Records for this task START
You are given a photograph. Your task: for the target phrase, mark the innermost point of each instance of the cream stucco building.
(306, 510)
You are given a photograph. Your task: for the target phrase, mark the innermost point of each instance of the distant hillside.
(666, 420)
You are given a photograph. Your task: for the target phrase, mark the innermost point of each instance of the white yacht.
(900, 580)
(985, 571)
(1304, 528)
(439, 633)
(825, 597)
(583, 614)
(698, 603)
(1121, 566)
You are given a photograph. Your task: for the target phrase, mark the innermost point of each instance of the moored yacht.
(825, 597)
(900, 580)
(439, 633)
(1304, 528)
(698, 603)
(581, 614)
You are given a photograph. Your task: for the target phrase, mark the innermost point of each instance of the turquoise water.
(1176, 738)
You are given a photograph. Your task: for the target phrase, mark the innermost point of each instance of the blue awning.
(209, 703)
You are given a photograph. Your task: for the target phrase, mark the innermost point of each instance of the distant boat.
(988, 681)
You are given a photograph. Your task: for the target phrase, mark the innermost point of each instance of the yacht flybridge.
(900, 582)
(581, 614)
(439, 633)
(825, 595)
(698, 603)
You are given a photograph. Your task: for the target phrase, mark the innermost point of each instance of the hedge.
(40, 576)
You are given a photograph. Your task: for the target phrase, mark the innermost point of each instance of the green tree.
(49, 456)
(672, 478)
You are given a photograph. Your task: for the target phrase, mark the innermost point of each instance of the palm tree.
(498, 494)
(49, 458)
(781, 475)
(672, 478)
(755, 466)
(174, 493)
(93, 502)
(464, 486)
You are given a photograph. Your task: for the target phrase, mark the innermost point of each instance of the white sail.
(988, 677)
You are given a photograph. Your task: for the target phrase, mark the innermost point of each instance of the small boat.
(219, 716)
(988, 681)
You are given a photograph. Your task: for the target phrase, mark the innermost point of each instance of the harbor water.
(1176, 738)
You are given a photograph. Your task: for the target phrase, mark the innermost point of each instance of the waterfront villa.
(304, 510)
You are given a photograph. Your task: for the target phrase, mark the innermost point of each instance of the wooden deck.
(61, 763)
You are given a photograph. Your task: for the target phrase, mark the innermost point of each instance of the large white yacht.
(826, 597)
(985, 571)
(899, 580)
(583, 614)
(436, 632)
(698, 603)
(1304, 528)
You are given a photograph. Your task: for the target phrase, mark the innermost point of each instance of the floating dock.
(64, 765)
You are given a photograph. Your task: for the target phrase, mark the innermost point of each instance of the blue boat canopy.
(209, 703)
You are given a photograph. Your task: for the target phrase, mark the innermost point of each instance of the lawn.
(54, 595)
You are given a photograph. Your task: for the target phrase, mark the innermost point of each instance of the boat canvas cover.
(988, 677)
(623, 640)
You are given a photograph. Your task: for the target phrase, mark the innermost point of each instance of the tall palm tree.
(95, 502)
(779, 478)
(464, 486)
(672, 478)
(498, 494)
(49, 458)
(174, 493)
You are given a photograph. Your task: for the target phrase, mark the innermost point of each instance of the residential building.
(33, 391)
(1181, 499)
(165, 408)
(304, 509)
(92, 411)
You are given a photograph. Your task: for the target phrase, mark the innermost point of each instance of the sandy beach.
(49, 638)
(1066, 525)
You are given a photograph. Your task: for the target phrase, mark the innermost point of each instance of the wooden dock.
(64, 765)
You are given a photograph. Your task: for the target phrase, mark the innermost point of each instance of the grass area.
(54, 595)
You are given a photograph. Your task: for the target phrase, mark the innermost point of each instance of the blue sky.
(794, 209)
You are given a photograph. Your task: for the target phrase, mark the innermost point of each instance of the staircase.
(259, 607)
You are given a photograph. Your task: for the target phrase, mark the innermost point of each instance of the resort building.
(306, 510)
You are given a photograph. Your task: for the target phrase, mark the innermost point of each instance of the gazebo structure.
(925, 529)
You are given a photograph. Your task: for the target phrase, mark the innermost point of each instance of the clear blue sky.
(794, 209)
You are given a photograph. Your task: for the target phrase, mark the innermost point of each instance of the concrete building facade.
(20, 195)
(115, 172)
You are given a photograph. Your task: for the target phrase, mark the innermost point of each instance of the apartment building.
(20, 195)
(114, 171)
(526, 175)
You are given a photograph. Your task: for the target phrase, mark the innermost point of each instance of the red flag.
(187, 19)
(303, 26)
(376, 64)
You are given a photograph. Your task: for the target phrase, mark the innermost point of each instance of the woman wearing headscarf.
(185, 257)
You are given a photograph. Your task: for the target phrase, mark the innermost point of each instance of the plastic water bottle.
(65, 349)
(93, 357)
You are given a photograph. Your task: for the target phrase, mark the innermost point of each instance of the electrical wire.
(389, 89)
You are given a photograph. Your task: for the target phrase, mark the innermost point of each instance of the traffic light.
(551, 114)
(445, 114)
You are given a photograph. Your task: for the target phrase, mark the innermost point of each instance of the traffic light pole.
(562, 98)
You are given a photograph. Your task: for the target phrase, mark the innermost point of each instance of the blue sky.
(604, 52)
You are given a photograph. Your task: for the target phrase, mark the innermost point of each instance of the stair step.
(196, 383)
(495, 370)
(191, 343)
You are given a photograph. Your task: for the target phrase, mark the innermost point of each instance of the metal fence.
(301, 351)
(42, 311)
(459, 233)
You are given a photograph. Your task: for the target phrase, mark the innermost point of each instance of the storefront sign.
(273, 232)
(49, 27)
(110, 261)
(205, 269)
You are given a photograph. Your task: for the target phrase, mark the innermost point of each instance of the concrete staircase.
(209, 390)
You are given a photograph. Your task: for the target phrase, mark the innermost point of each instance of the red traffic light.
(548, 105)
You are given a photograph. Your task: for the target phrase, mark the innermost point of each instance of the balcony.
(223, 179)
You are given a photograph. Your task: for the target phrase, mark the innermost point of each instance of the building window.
Records for this task END
**Requirement**.
Copy out the records once more, exactly as they are written.

**Answer box**.
You are given a photograph. Your task: for the target phrase, mark the innermost point of each instance of the cream stucco building.
(306, 510)
You are given a photograph. Your task: for the target phrase, mark the innermost point of each instance of the distant hillside.
(666, 420)
You are given a photograph. Your task: for the target phrase, mark the innermost point of each instance of the white yacht.
(900, 580)
(985, 571)
(1304, 528)
(439, 633)
(825, 597)
(583, 614)
(698, 603)
(1121, 566)
You are given a photograph. Your task: for the target phrase, mark the innermost point of each instance of the moored yacht.
(825, 597)
(900, 580)
(439, 633)
(1304, 528)
(698, 603)
(581, 614)
You are given a photograph. Your task: for the target phrase, mark the innermost point of each instance of the turquoise water.
(1176, 738)
You are given a photograph. Your task: for the target phrase, mark the innermost point of each instance of the blue awning.
(209, 703)
You are given a photograph. Your task: for the target phrase, mark the innermost point of each instance of the distant boat.
(988, 681)
You are given a photograph. Your task: for the target phrase, mark the innermost point of each instance of the yacht flybridge.
(900, 582)
(581, 614)
(439, 633)
(825, 595)
(698, 603)
You are given a photograph. Your task: for the target phrase, mark the innermost point of each instance of the hedge.
(40, 576)
You are given a photograph. Your task: for the target phrase, mark the innermost point of each instance of the green tree.
(49, 456)
(672, 478)
You are given a photograph. Your task: for the target phrase, mark the innermost point of each instance of the palm tree.
(498, 494)
(49, 458)
(781, 475)
(672, 478)
(755, 466)
(174, 493)
(93, 502)
(464, 486)
You are given a photograph. Your task: for the target phrase, mark the innermost point of each instance of the white sail.
(988, 677)
You are given a photograph. Your task: for the target phrase, mark the innermost point of each instance of the small boat.
(219, 716)
(988, 681)
You are given a photograph. Your task: for the target phrase, mark the innermost point of each instance of the harbor water.
(1176, 738)
You are given a photograph. Your task: for the target phrase, mark the innermost point of each instance of the waterfront villa.
(304, 510)
You are given a photograph. Your task: for the target phrase, mark the innermost point of each instance of the wooden deck.
(61, 763)
You are given a photograph. Your task: for the target phrase, mark the innermost point of each instance of the large white yacht.
(826, 597)
(985, 571)
(899, 580)
(583, 614)
(436, 632)
(698, 603)
(1304, 528)
You are given a photograph. Your task: for the target phrase, mark the innermost point of each instance of the floating dock.
(64, 765)
You are given a photograph. Your task: for the target phrase, mark the innermost point of each instance of the blue boat canopy.
(209, 703)
You are given a photograph. Your task: for the target phrase, mark the innermost point of each instance of the lawn.
(54, 595)
You are given a photograph. Your task: for the target phrase, mark the innermost point of each instance of the boat canvas cover.
(988, 677)
(623, 640)
You are given a photograph. Your task: for the target phrase, mark the innermost point of each instance of the tall palm tree.
(95, 502)
(779, 478)
(464, 486)
(672, 478)
(498, 494)
(49, 458)
(174, 493)
You are given a photograph. Your task: for the target phrase, mark the innermost point of each instance of the residential building.
(33, 391)
(1181, 499)
(165, 408)
(304, 509)
(92, 411)
You are given a photograph. Your task: for the target phrase, mark the innermost point of each instance of the sandy beach.
(49, 638)
(1066, 525)
You are given a photograph. Your task: for the target phrase, mark the innermost point of each instance of the wooden dock.
(64, 765)
You are given a photograph. Your task: for the target phrase, mark the innermost point of each instance of the grass area.
(54, 595)
You are given a photograph. Your task: for the target phrase, mark the innermost point of each instance of the blue sky.
(794, 209)
You are given a photograph. Your task: for the target phrase, mark the innermost point of each instance of the staircase.
(259, 607)
You are given a photograph. Your task: for the target phrase, mark the innermost point of each instance of the resort building.
(306, 510)
You are given a photograph. Your task: for the target phrase, mark the innermost point of each instance of the gazebo structure.
(925, 529)
You are given a photograph. Your task: for the target phrase, mark the innermost point of each instance of the clear blue sky.
(794, 209)
You are given a photograph. Your task: for the target phrase, mark the innermost point of each instance of the concrete building facade.
(20, 195)
(115, 172)
You are given a photograph. Your task: for the target phrase, mark the innermost point of each instance of the apartment building.
(20, 195)
(114, 171)
(526, 175)
You are given a photograph. Your task: for the target phrase, mark the innermost point of each instance of the red flag.
(187, 19)
(303, 26)
(376, 64)
You are given a photograph. Your task: for the target phrase, mark the innermost point of each instance of the woman wearing headscarf.
(185, 257)
You are given a photograph. Your task: for the target phrase, mark the innermost point of each instance of the plastic water bottle.
(65, 349)
(93, 357)
You are given a photograph. Your task: for the target phrase, mark the innermost point of each instance of the electrical wire.
(389, 89)
You are given a photograph. Your task: for the target phrase, mark the innermost point of each instance of the traffic light.
(551, 114)
(445, 114)
You are given a photograph. Your task: for the target phrase, mark the innermost point of each instance of the traffic light pole.
(562, 98)
You are given a photograph. Your task: for the target phrase, mark the innermost point of each instance of the blue sky.
(604, 52)
You are given a photograph. Your task: for the target phrase, mark the innermost point of each instance of the stair step.
(196, 383)
(495, 370)
(191, 343)
You are given a photograph. Your task: for the target phrase, mark the innermost point of each instance of the metal fence.
(301, 351)
(42, 311)
(459, 233)
You are given a photograph. Your task: for the target phrase, mark the innermost point of each instance of the storefront sign.
(273, 232)
(49, 27)
(110, 261)
(205, 269)
You are given a photograph. Your task: for the target phrase, mark the innermost point of each instance of the concrete staircase.
(209, 390)
You are given a photograph. Your task: for the target phrase, mark the innermost point of each instance of the red traffic light.
(548, 105)
You are given a photograph. Your task: for the target phrase, mark the innermost point of each instance of the balcony.
(223, 179)
You are given a photograph. Your task: for the target phrase, mark the innermost point of each instance of the building window.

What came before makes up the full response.